23.11.2019: Premiere „König Karotte“ (Volksoper)

Nach „Hoffmanns Erzählungen“ und „Orpheus in der Unterwelt“ wurde nun ein weiteres Werk des französischen Komponisten Jacques Offenbach, der heuer seinen 200. Geburtstag gefeiert hätte, in das Repertoire der Wiener Volksoper aufgenommen: die heutzutage nur selten gespielte Zauberoper namens „König Karotte“. Wie trotz einer eher lächerlich oberflächlichen Handlung gekonnt Gesellschaftskritik ausgeübt wird und warum selbst Gartengemüsesorten die Herrschaft an sich reißen können, erfahrt ihr in den nächsten Zeilen.

Prinz Fridolin von Krokodyne regiert wie viele andere seiner Zeit – verschwenderisch, rücksichtslos und immer bereit für neue Vergnügungen. Doch seine engsten Berater wollen dem nun ein Ende setzen und ihn eines Besseren belehren. Allerdings kommt ihnen die Hexe Kalebasse zuvor und rächt sich nach einem zehnjährigen Zauberverbot, indem sie die Prachtexemplare ihres Gemüsegartens zum Leben erweckt und ihnen befiehlt, den Herrscher vom Thron zu stürzen. Außerdem auferlegt sie dem Hofstaat einen Bann und der neu gekrönte König Karotte wird wie ein Messias gefeiert. Sogar Fridolins Liebhaberin Kunigunde will mit ihm nichts mehr zu tun haben; einzig seine engsten Berater bleiben dem ehemaligen König treu. Zu fünft suchen sie den Zauberer Quiribibi auf, welcher sie beauftragt, den Ring des Salomon zu suchen, der den Bann brechen könnte. Als Dank helfen sie ihm bei einem mehr als nur schrägen Verjüngungsprozess und finden sich im antiken Pompeji wieder, wo sie nur knapp dem verheerenden Vesuvausbruch entkommen. Nach einigen weiteren aufregenden Abenteuern kann das Quintett Zwietracht unter der Bevölkerung säen und es entwickelt sich ein Aufstand. Fridolin findet die wahre Liebe in der Grafentochter Rosee-du-Soir, die ihm auf der Reise mehr als nur einmal seine Haut retten konnte, und besteigt wieder erfolgreich den Thron.

━━━━━━━━━━━━━━━━━━━━

Aufgaben und Übungen:
1. Schreiben Sie aus dem Textauszug wortgetreu die Stelle ab, die bei „23.11.2019: Premiere „König“ beginnt und bei „den nächsten Zeilen.“ endet.
2. Wie heißt laut Textauszug die Hexe, die die Prachtexemplare ihres Gemüsegartens zum Leben erweckt?
Die Zeilen werden für die Bearbeitung nicht benötigt.

Datenteil:
━━━━━━━━━━━━━━━━━━━━

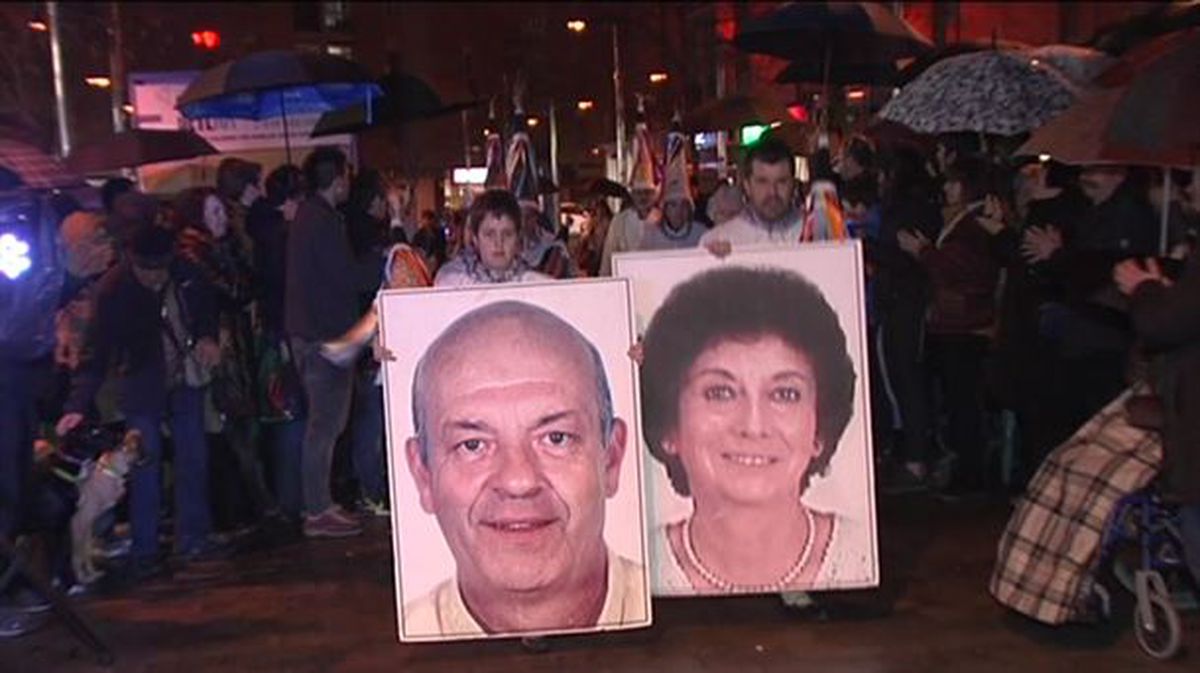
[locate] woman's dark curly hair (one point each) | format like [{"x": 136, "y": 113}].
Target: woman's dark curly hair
[{"x": 736, "y": 304}]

━━━━━━━━━━━━━━━━━━━━

Lösungen:
1.
23.11.2019: Premiere „König Karotte“ (Volksoper)

Nach „Hoffmanns Erzählungen“ und „Orpheus in der Unterwelt“ wurde nun ein weiteres Werk des französischen Komponisten Jacques Offenbach, der heuer seinen 200. Geburtstag gefeiert hätte, in das Repertoire der Wiener Volksoper aufgenommen: die heutzutage nur selten gespielte Zauberoper namens „König Karotte“. Wie trotz einer eher lächerlich oberflächlichen Handlung gekonnt Gesellschaftskritik ausgeübt wird und warum selbst Gartengemüsesorten die Herrschaft an sich reißen können, erfahrt ihr in den nächsten Zeilen.

2. Die Hexe heißt Kalebasse.